**Activity**:
Please reproduce the entries that follow, keeping each word intact.

**Provided records**:
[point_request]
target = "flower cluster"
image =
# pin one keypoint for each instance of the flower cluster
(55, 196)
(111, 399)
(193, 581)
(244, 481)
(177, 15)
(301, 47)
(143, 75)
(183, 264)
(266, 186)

**Task output**:
[point_request]
target = "flower cluster"
image =
# pin one keypoint for each instance of the flower cluster
(55, 196)
(111, 399)
(193, 581)
(244, 481)
(177, 15)
(301, 47)
(143, 75)
(183, 264)
(266, 186)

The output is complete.